Work to do:
[a] Please copy out the stretch of the deer sighting thread from "It is Clark" through "this big dude." word for word.
[b] Count the lines in the entries that contain the string "paper", with case counting, and reply with the number alone.

Excerpt:
______________________________
# Big Velvet 8 point



## Fish-N-Fool (Apr 12, 2004)

Man I saw a dandy buck yesterday evening in the bean field across from my house. I was surprised to see how much rack he has already developed because the only other bucks I've seen (a week ago) were not nearly this far along. I know they grow fast, but geeze!

He had beams that extend past his ears on each side and a solid 8 points showing. The G-2 & G-3's were already 6-8 inches each (with velvet). His rack did not yet come all the way around, but I can only imagine what he will look like come September! Too bad I still have no chance of ever hunting over there  Sit and watch a real nice buck or two working this area every year for turture I guess  

I saw a real nice 10 even after the end of the season last year that was HUGE in body size & I suspect this was him, but you can never be sure.


----------



## Guest (Jun 29, 2005)

Hey what county did you see him in? Since highland county got hit with the new regs. ( 3 deer limit) I want to enjoy watching them now because after deer season is over there probably wont be many deer left. I know who I could blame for this but I will just keep my fingers still for lack or arguments sake.


----------



## BigChessie (Mar 12, 2005)

Ya should try to get some nice pics, I know I would enjoy seeing them. I'm hoping to get my deer cams put out soon and some feeders will go up right before fall hits.


----------



## Fish-N-Fool (Apr 12, 2004)

Trap - 

It is Clark County - I live just outside Springfield. There are lots of deer, coyotes, and now even some turkey. The owner does not allow hunting, although I saw 2 guys in there last gun season (probably relatives). 

I've done all I can trust me. No need to hash out the details, but his elderly parents live across the road and I've done a lot for them. I will never hunt there. 

I guess I'll just settle for watching out my living room. 

Chessie - I have never tried to take pictures; they are typically a few hundred yards out. Sometimes they get close, but rarely. We have nice binocs sitting on the fireplace we watch them with - been seeing lots of skin heads lately, then this big dude.


----------



## BigChessie (Mar 12, 2005)

I'm looking at getting a spotting scope with the adapter that will attach a camera to it. I'm currenty looking for the adapter that allows you to use a telescope, if I can't find it I'll have to break down and get the spotting scope. I already have a telescope so it would be cheaper to just find the adapter lol


----------



## bubbahunter (Apr 6, 2004)
______________________________
[Point annotation entries]
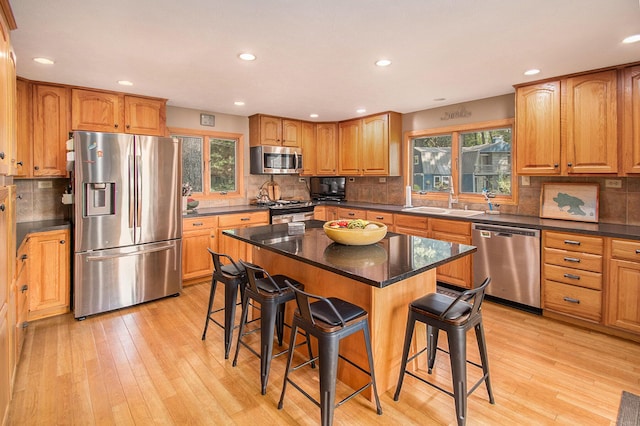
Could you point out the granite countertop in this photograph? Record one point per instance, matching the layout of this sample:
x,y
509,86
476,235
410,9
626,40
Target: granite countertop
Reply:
x,y
393,259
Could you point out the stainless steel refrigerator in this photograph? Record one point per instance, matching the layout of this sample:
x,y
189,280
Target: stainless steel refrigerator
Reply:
x,y
127,220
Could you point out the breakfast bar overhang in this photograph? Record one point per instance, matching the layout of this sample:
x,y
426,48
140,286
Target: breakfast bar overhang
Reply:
x,y
382,278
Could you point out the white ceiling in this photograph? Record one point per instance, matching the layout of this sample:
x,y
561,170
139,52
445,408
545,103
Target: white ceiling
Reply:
x,y
318,56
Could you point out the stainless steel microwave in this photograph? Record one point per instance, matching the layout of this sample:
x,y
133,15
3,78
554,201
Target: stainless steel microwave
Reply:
x,y
275,160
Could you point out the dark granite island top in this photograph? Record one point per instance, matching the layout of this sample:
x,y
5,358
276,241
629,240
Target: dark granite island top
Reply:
x,y
393,259
382,278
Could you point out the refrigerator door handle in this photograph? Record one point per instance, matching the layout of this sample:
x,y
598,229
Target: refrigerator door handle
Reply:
x,y
138,197
133,253
131,191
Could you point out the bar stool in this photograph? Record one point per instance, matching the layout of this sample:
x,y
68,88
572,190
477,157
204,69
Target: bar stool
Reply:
x,y
272,294
233,276
455,316
329,320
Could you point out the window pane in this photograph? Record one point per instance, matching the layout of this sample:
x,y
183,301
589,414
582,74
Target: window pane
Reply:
x,y
222,157
486,161
432,163
192,162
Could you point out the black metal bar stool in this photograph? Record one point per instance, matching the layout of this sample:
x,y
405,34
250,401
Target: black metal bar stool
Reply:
x,y
329,320
455,316
272,294
233,276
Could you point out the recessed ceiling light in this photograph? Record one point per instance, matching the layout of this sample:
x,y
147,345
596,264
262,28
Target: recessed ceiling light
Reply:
x,y
247,56
632,39
44,61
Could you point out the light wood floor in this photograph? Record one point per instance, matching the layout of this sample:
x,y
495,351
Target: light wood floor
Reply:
x,y
147,365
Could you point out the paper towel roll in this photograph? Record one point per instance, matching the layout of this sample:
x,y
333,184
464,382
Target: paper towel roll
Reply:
x,y
407,197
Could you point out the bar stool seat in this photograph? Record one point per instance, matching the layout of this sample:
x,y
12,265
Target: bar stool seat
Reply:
x,y
233,276
329,320
272,294
455,316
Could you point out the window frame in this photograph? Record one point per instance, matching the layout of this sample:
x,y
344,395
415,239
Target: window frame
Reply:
x,y
207,194
455,132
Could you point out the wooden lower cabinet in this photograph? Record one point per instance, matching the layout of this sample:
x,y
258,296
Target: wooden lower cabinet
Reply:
x,y
232,247
49,291
198,235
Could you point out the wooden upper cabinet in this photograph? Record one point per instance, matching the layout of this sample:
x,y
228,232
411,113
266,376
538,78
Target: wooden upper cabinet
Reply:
x,y
631,120
538,129
326,149
24,123
51,128
275,131
308,145
115,112
591,131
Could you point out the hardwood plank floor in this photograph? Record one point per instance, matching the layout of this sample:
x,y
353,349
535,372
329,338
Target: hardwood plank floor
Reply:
x,y
147,365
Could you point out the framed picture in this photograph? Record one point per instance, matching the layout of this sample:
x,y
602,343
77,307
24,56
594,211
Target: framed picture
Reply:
x,y
570,201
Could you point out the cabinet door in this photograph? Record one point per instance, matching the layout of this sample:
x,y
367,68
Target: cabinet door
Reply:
x,y
326,149
631,120
308,144
24,126
538,129
291,133
96,111
590,115
48,274
623,294
144,116
374,151
349,141
50,130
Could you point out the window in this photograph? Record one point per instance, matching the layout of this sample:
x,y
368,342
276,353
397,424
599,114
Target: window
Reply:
x,y
468,159
211,162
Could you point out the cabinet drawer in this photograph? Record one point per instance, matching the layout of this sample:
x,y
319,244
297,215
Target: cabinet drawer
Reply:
x,y
625,249
243,219
450,226
572,276
351,213
577,260
418,222
199,223
581,302
386,218
573,242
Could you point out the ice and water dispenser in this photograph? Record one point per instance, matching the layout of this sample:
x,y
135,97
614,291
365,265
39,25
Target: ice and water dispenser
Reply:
x,y
99,198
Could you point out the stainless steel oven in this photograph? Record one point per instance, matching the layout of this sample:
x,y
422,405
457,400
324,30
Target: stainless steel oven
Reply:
x,y
288,211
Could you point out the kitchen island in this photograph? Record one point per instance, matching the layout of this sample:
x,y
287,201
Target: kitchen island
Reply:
x,y
382,278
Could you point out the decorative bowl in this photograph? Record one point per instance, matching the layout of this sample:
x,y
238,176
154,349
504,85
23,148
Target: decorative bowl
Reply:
x,y
355,236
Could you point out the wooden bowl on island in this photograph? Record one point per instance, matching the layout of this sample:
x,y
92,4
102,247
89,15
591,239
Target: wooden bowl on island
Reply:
x,y
370,234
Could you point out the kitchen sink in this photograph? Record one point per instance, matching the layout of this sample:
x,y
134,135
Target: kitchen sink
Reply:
x,y
443,211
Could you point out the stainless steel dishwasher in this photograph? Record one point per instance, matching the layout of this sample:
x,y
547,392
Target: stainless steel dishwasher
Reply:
x,y
511,257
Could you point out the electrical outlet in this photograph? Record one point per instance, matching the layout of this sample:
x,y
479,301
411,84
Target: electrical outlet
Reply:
x,y
613,183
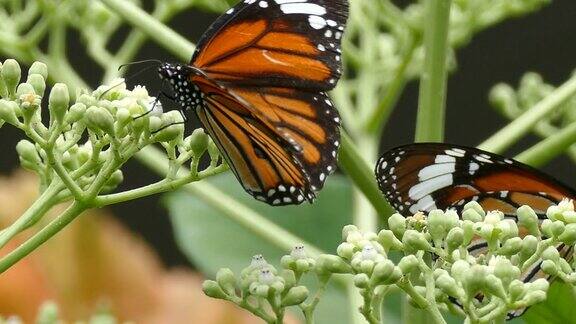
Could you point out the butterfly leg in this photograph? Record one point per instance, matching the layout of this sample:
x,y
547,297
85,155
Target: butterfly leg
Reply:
x,y
156,101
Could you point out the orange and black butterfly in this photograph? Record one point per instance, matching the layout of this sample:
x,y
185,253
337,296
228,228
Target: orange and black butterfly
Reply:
x,y
428,176
258,83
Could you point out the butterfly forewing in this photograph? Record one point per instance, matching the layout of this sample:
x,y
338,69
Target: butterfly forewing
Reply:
x,y
262,70
427,176
283,43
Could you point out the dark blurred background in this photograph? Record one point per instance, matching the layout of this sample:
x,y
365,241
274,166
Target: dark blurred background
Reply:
x,y
544,42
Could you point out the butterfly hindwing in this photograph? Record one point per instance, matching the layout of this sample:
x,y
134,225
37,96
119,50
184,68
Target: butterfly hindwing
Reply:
x,y
258,82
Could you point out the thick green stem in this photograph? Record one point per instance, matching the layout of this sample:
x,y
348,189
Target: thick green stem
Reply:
x,y
250,219
159,32
433,82
363,176
507,136
42,236
38,209
551,147
377,120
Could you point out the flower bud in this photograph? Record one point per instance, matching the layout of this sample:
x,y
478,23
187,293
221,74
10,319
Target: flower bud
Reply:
x,y
468,227
99,119
8,110
327,263
38,82
436,224
24,89
213,152
511,246
415,241
347,230
361,281
551,253
212,289
448,285
546,227
58,102
476,207
227,281
397,223
503,269
459,269
475,279
494,286
75,113
198,142
549,267
557,228
30,104
569,235
387,239
345,250
366,266
11,74
39,68
28,154
385,273
455,238
123,117
172,123
289,278
295,296
258,262
516,289
408,264
472,215
529,246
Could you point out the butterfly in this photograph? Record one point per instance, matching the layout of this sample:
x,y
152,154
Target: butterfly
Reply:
x,y
258,81
427,176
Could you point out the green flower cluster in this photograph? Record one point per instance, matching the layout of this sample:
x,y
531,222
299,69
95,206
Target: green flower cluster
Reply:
x,y
475,264
117,122
262,289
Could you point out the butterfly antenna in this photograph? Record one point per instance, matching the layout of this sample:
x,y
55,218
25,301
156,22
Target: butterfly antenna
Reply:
x,y
157,62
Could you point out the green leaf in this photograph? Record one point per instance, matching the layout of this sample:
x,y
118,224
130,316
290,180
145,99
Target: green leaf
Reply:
x,y
558,307
211,240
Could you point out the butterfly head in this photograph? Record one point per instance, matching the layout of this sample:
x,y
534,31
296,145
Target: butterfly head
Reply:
x,y
179,77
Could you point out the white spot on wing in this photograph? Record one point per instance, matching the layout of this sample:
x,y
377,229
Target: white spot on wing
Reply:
x,y
427,187
303,8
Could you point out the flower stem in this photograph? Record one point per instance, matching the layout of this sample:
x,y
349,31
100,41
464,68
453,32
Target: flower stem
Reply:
x,y
250,219
38,209
433,83
42,236
507,136
546,150
363,176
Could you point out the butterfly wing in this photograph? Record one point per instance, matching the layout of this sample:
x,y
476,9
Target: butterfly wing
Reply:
x,y
277,58
427,176
282,43
267,166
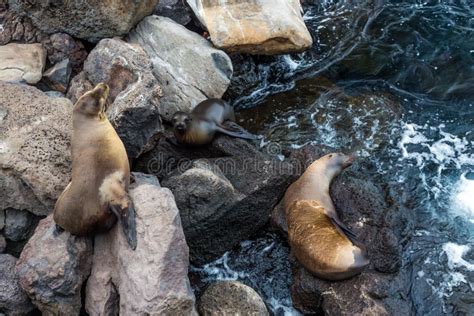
______________________________
Response list:
[a]
It is Clark County - I live just outside Springfield. There are lots of deer, coyotes, and now even some turkey. The owner does not allow hunting, although I saw 2 guys in there last gun season (probably relatives). 

I've done all I can trust me. No need to hash out the details, but his elderly parents live across the road and I've done a lot for them. I will never hunt there. 

I guess I'll just settle for watching out my living room. 

Chessie - I have never tried to take pictures; they are typically a few hundred yards out. Sometimes they get close, but rarely. We have nice binocs sitting on the fireplace we watch them with - been seeing lots of skin heads lately, then this big dude.

[b] 2